**Tasks to carry out**
**1)** In the Esparraguera opinion excerpt, under which statutory provision was the Board order that Ms. Esparraguera petitions for review made?
**2)** Decide whether each statement agrees with the Esparraguera opinion excerpt. Answer yes or no for each and quote the deciding words.
(a) After her removal, Ms. Esparraguera was placed into another position within the Senior Executive Service.
(b) The Board order forwarded her evidence and arguments to the Office of Special Counsel and the Office of Personnel Management as well as to the Army.
(c) The court concludes that it has jurisdiction over the appeal.
**3)** Print the passage of the Esparraguera opinion excerpt between "Mollie Lenore Finnan, Commercial" and "Army, Alexandria, VA.", inclusive.

**Text extract**
--

Esparraguera v. Dep't of the Army

Decision Date04 December 2020
Docket Number2019-2293
Citation981 F.3d 1328
Parties Maria ESPARRAGUERA, Petitioner v. DEPARTMENT OF THE ARMY, Respondent
CourtU.S. Court of Appeals — Federal Circuit

Lucas M. Walker, MoloLamken LLP, Washington, DC, argued for petitioner. Also represented by Jeffrey A. Lamken ; Matthew Jason Fisher, Chicago, IL; Conor Dirks, Debra Lynn Roth, Shaw, Bransford & Roth P.C., Washington, DC.

Mollie Lenore Finnan, Commercial Litigation Branch, Civil Division, United States Department of Justice, Washington, DC, argued for respondent. Also represented by Jeffrey B. Clark, Claudia Burke, Robert Edward Kirschman, Jr.; Nadia K. Pluta, Office of General Counsel, United States Office of Personnel Management, Washington, DC; Jason R. Chester, United States Army Corps of Engineers, United States Department of the Army, Alexandria, VA.

Before Prost, Chief Judge, Lourie and Moore, Circuit Judges.

Prost, Chief Judge.

This is a case about jurisdiction. Maria Esparraguera was removed for performance reasons from her senior executive position as the top labor lawyer at the Department of the Army ("Army") and placed instead into another high-level position at the same agency but outside the Senior Executive Service ("SES"). On appeal, Ms. Esparraguera effectively seeks to obtain review of the Army's removal decision and insists that she was deprived of constitutionally protected property and liberty interests without due process. By statute, Ms. Esparraguera cannot avail herself of the ordinary appellate provisions of the Merit Systems Protection Board ("Board") for this kind of removal. But she petitions for review of a Board order made under 5 U.S.C. § 3592(a), a narrow provision permitting a career senior executive removed for performance reasons to instead "appear and present arguments" at an "informal hearing." The resulting order, however, simply forwarded Ms. Esparraguera's evidence and arguments to her employer, the Army, for consideration—as well as to the United States Office of Special Counsel ("OSC") and Office of Personnel Management ("OPM"). For the reasons below, the appealed order—styled an "Order Referring Record"—is not a "final order or decision" of the Board, as required for our appellate jurisdiction over her removal. And because we lack jurisdiction, we must dismiss this appeal.

--

[Pointing dataset records]
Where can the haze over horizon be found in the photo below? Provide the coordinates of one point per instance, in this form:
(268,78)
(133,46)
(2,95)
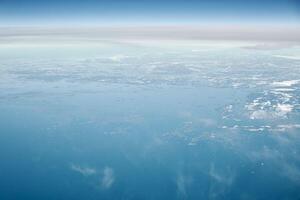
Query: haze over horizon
(134,12)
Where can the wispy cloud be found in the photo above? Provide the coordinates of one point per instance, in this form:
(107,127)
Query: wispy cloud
(108,178)
(85,171)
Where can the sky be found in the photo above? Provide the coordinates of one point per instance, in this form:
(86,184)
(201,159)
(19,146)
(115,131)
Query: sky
(147,12)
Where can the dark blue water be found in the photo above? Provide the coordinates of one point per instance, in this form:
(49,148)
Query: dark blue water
(148,122)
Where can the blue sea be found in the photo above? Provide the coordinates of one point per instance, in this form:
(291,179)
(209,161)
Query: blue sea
(155,120)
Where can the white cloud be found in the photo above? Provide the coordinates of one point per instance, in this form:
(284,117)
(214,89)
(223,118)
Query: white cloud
(85,171)
(108,178)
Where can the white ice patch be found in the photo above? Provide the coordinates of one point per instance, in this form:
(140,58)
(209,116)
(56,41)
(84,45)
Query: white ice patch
(288,83)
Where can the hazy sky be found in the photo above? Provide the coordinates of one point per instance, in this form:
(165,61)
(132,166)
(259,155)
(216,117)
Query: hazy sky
(144,12)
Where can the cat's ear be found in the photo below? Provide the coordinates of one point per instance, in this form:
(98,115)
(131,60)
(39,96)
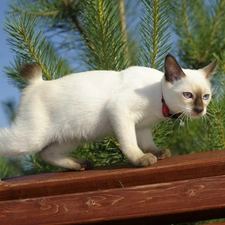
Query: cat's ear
(210,69)
(173,71)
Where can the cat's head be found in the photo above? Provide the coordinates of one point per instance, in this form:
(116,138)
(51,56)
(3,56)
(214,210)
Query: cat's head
(187,91)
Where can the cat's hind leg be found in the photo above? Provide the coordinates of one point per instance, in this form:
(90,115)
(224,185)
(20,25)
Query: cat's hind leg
(146,143)
(55,154)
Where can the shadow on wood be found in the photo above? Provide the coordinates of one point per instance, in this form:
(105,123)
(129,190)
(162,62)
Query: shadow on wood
(177,189)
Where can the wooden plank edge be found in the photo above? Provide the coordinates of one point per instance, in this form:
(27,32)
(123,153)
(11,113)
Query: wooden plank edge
(178,201)
(172,169)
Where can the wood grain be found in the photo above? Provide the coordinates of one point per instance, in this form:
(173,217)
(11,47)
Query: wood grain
(165,203)
(171,169)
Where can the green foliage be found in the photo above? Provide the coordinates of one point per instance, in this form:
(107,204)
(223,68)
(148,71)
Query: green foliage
(10,168)
(106,46)
(31,46)
(155,34)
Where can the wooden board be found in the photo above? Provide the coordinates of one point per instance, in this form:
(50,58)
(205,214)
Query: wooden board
(164,203)
(171,169)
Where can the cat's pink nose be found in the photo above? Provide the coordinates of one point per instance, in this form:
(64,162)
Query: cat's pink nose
(198,109)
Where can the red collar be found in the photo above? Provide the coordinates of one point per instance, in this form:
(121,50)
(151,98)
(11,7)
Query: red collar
(166,110)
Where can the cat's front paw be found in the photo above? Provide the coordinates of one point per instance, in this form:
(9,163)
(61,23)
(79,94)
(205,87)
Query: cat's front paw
(146,160)
(164,153)
(85,164)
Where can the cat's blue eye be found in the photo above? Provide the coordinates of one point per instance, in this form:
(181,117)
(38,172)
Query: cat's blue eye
(206,97)
(187,94)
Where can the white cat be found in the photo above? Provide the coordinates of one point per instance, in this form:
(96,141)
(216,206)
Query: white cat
(54,117)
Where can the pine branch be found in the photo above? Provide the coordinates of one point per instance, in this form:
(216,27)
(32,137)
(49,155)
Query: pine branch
(102,27)
(155,34)
(31,46)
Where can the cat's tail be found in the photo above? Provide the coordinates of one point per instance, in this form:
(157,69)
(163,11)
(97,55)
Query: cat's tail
(31,72)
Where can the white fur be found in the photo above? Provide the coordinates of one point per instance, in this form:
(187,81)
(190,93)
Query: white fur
(56,116)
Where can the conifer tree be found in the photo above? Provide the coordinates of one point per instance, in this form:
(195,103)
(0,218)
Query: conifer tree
(96,34)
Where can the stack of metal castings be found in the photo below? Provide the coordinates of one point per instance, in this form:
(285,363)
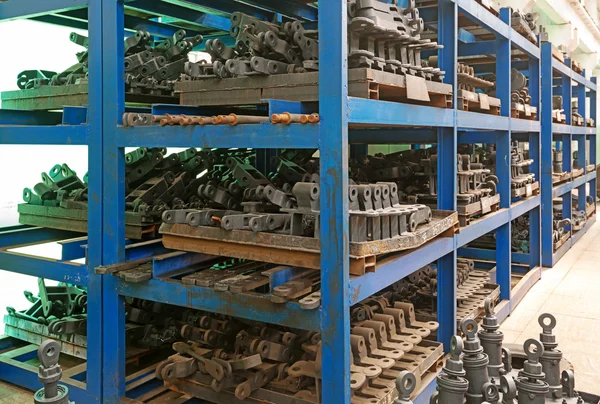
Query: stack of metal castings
(30,79)
(526,24)
(386,37)
(150,68)
(467,95)
(153,68)
(519,90)
(557,161)
(50,374)
(247,200)
(561,226)
(236,357)
(558,114)
(154,182)
(484,373)
(261,48)
(522,182)
(473,288)
(416,173)
(63,308)
(381,36)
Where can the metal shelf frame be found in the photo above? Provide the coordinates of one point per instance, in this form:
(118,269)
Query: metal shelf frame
(559,79)
(341,117)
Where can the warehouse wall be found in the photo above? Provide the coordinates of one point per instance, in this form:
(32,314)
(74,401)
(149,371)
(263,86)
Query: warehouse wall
(31,45)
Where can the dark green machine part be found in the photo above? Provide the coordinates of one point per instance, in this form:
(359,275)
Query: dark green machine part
(52,303)
(34,78)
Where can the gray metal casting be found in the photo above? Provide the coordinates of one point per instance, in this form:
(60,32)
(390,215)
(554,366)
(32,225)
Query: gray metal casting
(475,363)
(50,373)
(491,340)
(451,384)
(531,387)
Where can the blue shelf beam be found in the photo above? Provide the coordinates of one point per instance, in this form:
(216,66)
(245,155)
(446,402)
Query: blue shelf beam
(12,10)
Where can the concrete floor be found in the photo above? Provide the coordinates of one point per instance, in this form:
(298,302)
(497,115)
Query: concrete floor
(571,292)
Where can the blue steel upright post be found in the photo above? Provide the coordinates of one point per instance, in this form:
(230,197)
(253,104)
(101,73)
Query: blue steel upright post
(114,198)
(447,170)
(335,266)
(94,369)
(503,89)
(546,156)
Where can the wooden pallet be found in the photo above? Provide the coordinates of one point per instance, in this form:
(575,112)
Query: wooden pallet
(523,111)
(479,208)
(304,252)
(304,87)
(527,191)
(476,102)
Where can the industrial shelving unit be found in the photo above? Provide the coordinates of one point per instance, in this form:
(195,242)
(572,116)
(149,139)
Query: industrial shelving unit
(343,121)
(558,79)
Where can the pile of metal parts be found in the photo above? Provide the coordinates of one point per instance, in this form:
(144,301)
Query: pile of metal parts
(29,79)
(561,227)
(154,182)
(49,374)
(473,287)
(520,99)
(525,24)
(519,96)
(150,68)
(266,362)
(416,173)
(62,308)
(480,369)
(289,203)
(519,236)
(558,114)
(381,36)
(468,83)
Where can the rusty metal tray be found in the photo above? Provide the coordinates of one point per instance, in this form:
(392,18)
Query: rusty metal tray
(297,251)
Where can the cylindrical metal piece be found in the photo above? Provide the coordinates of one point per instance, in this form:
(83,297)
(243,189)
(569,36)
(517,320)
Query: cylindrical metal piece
(491,340)
(551,358)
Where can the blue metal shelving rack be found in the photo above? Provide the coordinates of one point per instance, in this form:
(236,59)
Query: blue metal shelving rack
(341,117)
(569,84)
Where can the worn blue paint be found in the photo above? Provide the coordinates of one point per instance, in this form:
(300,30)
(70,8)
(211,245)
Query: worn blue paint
(446,300)
(165,265)
(114,199)
(21,234)
(250,306)
(12,10)
(74,116)
(44,135)
(392,271)
(44,268)
(333,139)
(95,197)
(447,127)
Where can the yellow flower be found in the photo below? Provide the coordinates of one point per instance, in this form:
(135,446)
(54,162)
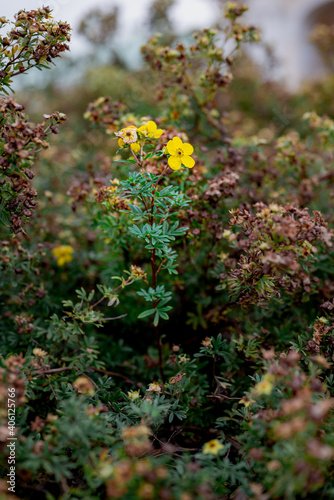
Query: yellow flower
(214,446)
(180,154)
(84,386)
(133,395)
(246,401)
(39,352)
(266,385)
(128,135)
(150,130)
(154,387)
(63,254)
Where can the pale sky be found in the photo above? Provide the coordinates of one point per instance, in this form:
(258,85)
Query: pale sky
(187,15)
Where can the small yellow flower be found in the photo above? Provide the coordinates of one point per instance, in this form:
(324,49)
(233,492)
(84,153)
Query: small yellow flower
(154,387)
(63,254)
(246,401)
(180,154)
(128,135)
(150,130)
(133,395)
(39,352)
(135,146)
(207,342)
(84,386)
(265,386)
(214,446)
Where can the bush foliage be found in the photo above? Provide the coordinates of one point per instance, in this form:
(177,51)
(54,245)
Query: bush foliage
(167,321)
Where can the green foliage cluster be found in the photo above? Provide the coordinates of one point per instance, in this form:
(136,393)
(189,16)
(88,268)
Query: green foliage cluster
(166,324)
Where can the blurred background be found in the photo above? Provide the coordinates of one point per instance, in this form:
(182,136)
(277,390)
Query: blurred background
(296,35)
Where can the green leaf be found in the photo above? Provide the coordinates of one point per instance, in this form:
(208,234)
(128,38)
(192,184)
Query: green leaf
(148,312)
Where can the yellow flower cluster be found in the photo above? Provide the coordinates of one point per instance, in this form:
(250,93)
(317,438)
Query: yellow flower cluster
(212,447)
(180,154)
(63,254)
(130,135)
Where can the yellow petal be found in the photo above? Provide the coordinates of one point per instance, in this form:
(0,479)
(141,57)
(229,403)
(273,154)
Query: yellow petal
(187,149)
(151,127)
(188,161)
(158,133)
(177,142)
(174,162)
(142,130)
(171,148)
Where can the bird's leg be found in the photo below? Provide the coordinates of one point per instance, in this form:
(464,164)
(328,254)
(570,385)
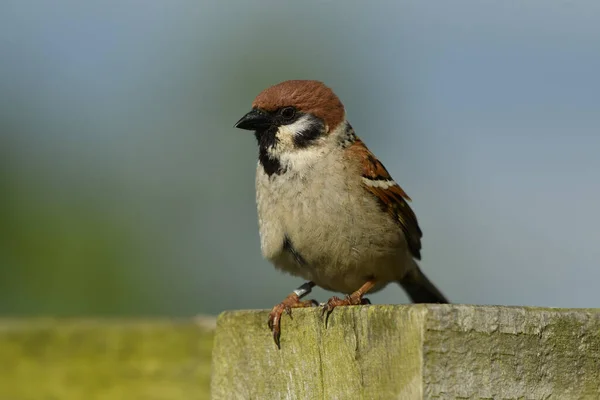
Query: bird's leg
(291,301)
(353,299)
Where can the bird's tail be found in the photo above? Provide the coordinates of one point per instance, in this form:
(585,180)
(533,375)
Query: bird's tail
(420,289)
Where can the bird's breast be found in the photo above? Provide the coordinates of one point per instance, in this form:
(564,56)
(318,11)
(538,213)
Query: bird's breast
(324,218)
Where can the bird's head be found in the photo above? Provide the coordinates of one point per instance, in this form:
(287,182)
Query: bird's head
(292,121)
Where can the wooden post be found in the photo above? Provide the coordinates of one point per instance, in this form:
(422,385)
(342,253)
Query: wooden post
(410,352)
(67,359)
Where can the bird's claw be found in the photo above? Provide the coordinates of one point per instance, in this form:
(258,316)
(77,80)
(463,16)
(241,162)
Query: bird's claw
(349,300)
(274,321)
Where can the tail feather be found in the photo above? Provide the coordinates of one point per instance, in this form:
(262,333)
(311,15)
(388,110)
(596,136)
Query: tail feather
(420,289)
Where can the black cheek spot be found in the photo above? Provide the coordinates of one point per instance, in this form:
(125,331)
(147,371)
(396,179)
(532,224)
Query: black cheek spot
(306,137)
(266,139)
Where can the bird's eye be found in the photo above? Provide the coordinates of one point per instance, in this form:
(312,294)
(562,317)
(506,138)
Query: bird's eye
(288,112)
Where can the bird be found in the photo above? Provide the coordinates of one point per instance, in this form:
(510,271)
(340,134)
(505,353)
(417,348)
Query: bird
(328,210)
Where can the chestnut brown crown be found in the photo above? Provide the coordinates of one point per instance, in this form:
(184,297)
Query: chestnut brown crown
(311,97)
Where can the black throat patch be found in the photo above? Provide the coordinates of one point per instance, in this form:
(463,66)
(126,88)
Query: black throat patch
(267,139)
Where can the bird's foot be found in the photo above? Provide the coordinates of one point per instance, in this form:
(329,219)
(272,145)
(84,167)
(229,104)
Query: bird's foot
(292,301)
(354,299)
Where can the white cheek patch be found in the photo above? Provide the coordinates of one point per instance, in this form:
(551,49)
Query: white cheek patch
(286,133)
(382,184)
(287,151)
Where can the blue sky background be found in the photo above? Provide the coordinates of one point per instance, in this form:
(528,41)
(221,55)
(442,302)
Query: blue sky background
(129,191)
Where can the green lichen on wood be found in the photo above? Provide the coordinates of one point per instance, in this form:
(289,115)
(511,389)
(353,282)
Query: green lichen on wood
(104,359)
(410,352)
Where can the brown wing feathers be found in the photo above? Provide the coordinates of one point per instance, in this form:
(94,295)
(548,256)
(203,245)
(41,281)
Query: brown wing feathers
(377,180)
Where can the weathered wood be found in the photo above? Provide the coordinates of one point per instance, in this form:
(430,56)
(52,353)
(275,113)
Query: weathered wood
(104,359)
(410,352)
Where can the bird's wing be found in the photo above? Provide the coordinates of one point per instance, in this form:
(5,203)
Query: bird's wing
(377,180)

--

**Task solutions**
**1)** 5 U.S.C. § 3592(a)

**2)**
(a) No: "placed instead into another high-level position at the same agency but outside the Senior Executive Service"
(b) Yes: "as well as to the United States Office of Special Counsel ("OSC") and Office of Personnel Management ("OPM")"
(c) No: "because we lack jurisdiction, we must dismiss this appeal"

**3)**
Mollie Lenore Finnan, Commercial Litigation Branch, Civil Division, United States Department of Justice, Washington, DC, argued for respondent. Also represented by Jeffrey B. Clark, Claudia Burke, Robert Edward Kirschman, Jr.; Nadia K. Pluta, Office of General Counsel, United States Office of Personnel Management, Washington, DC; Jason R. Chester, United States Army Corps of Engineers, United States Department of the Army, Alexandria, VA.